_EXCERPT_
This project developed the argument that explicitly linked sets of indicators offer a more useful framework than do individual indicators, because the former are easier to understand, communicate and interpret to guide policy. A Response-Pressure-State-Benefit framework for structuring and linking indicators facilitates an understanding of the relationships between policy actions, anthropogenic threats, the status of biodiversity and the benefits that people derive from it. Such an approach is appropriate at global, regional, national and local scales, but for many systems it is easier to demonstrate causal linkages and use them to aid decision making at national and local scales.

The project developed examples of linked indicator sets for humid tropical forests and marine fisheries as illustrations of the concept, and concluded that much work remains to be done in developing both the indicators and the causal links between them.

This project was funded by the CCI Collaborative Fund for Conservation.

_DATA SHOWN_
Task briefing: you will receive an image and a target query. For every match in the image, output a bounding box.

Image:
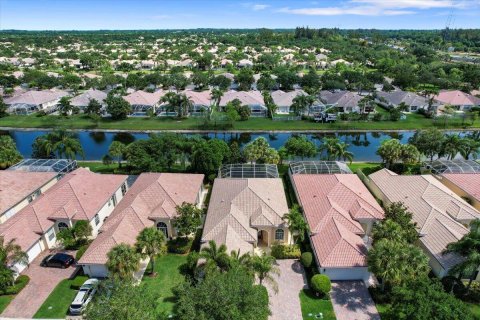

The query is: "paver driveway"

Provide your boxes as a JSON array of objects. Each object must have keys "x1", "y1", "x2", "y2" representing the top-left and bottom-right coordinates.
[
  {"x1": 266, "y1": 260, "x2": 307, "y2": 320},
  {"x1": 331, "y1": 281, "x2": 380, "y2": 320},
  {"x1": 2, "y1": 250, "x2": 75, "y2": 318}
]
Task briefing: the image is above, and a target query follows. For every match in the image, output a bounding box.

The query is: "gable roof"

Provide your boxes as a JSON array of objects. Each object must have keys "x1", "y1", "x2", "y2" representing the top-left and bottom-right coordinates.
[
  {"x1": 5, "y1": 90, "x2": 68, "y2": 105},
  {"x1": 202, "y1": 178, "x2": 288, "y2": 252},
  {"x1": 292, "y1": 174, "x2": 383, "y2": 267},
  {"x1": 271, "y1": 90, "x2": 307, "y2": 107},
  {"x1": 369, "y1": 169, "x2": 480, "y2": 270},
  {"x1": 435, "y1": 90, "x2": 480, "y2": 106},
  {"x1": 320, "y1": 90, "x2": 363, "y2": 108},
  {"x1": 70, "y1": 89, "x2": 107, "y2": 107},
  {"x1": 123, "y1": 90, "x2": 167, "y2": 106},
  {"x1": 79, "y1": 173, "x2": 204, "y2": 264},
  {"x1": 377, "y1": 90, "x2": 428, "y2": 107},
  {"x1": 441, "y1": 173, "x2": 480, "y2": 202},
  {"x1": 0, "y1": 168, "x2": 127, "y2": 254},
  {"x1": 220, "y1": 90, "x2": 265, "y2": 107},
  {"x1": 0, "y1": 170, "x2": 57, "y2": 214}
]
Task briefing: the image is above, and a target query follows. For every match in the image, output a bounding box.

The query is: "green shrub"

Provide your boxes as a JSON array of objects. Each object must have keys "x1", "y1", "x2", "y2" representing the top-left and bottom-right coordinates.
[
  {"x1": 167, "y1": 237, "x2": 193, "y2": 254},
  {"x1": 5, "y1": 274, "x2": 30, "y2": 294},
  {"x1": 300, "y1": 252, "x2": 313, "y2": 268},
  {"x1": 70, "y1": 276, "x2": 88, "y2": 290},
  {"x1": 75, "y1": 244, "x2": 88, "y2": 261},
  {"x1": 272, "y1": 243, "x2": 301, "y2": 259},
  {"x1": 311, "y1": 274, "x2": 332, "y2": 296}
]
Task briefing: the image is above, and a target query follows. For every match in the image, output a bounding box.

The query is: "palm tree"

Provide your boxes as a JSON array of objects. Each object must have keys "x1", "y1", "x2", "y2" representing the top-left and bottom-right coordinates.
[
  {"x1": 283, "y1": 205, "x2": 309, "y2": 242},
  {"x1": 107, "y1": 243, "x2": 140, "y2": 279},
  {"x1": 252, "y1": 252, "x2": 280, "y2": 292},
  {"x1": 440, "y1": 134, "x2": 462, "y2": 160},
  {"x1": 135, "y1": 227, "x2": 166, "y2": 275},
  {"x1": 200, "y1": 240, "x2": 230, "y2": 270},
  {"x1": 442, "y1": 220, "x2": 480, "y2": 289},
  {"x1": 336, "y1": 142, "x2": 353, "y2": 163},
  {"x1": 211, "y1": 88, "x2": 223, "y2": 109},
  {"x1": 320, "y1": 137, "x2": 342, "y2": 160},
  {"x1": 108, "y1": 141, "x2": 127, "y2": 168}
]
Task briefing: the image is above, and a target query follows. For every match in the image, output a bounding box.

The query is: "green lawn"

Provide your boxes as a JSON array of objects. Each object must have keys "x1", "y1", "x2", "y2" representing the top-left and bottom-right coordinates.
[
  {"x1": 467, "y1": 303, "x2": 480, "y2": 319},
  {"x1": 299, "y1": 289, "x2": 336, "y2": 320},
  {"x1": 142, "y1": 253, "x2": 187, "y2": 314},
  {"x1": 0, "y1": 114, "x2": 480, "y2": 131},
  {"x1": 33, "y1": 276, "x2": 88, "y2": 319},
  {"x1": 0, "y1": 295, "x2": 15, "y2": 313}
]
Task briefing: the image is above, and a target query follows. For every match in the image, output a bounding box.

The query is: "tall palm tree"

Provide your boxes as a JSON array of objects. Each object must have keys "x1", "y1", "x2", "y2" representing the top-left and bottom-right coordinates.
[
  {"x1": 107, "y1": 243, "x2": 140, "y2": 279},
  {"x1": 442, "y1": 220, "x2": 480, "y2": 289},
  {"x1": 210, "y1": 88, "x2": 223, "y2": 111},
  {"x1": 135, "y1": 227, "x2": 166, "y2": 274},
  {"x1": 283, "y1": 205, "x2": 309, "y2": 242},
  {"x1": 252, "y1": 252, "x2": 280, "y2": 292},
  {"x1": 200, "y1": 240, "x2": 230, "y2": 270}
]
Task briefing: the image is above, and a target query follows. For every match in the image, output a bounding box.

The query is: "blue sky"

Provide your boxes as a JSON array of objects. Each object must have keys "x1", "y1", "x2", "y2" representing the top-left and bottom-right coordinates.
[{"x1": 0, "y1": 0, "x2": 480, "y2": 30}]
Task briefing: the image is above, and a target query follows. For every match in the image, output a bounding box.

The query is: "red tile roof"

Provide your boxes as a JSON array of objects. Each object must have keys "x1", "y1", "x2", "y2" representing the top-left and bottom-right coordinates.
[
  {"x1": 293, "y1": 174, "x2": 383, "y2": 267},
  {"x1": 0, "y1": 170, "x2": 57, "y2": 213},
  {"x1": 0, "y1": 168, "x2": 127, "y2": 250},
  {"x1": 79, "y1": 173, "x2": 204, "y2": 264}
]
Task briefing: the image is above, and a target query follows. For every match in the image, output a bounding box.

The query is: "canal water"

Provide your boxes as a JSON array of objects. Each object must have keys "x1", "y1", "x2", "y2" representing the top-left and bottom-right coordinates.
[{"x1": 0, "y1": 130, "x2": 476, "y2": 161}]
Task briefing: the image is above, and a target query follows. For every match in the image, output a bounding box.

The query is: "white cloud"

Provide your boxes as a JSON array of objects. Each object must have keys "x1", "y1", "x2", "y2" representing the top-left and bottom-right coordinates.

_PROBLEM STATEMENT_
Copy the excerpt on linked biodiversity indicators from "This project developed" up to and including "and local scales.", and substitute "structure" for each occurrence of "framework".

_EXERCISE OUTPUT_
This project developed the argument that explicitly linked sets of indicators offer a more useful structure than do individual indicators, because the former are easier to understand, communicate and interpret to guide policy. A Response-Pressure-State-Benefit structure for structuring and linking indicators facilitates an understanding of the relationships between policy actions, anthropogenic threats, the status of biodiversity and the benefits that people derive from it. Such an approach is appropriate at global, regional, national and local scales, but for many systems it is easier to demonstrate causal linkages and use them to aid decision making at national and local scales.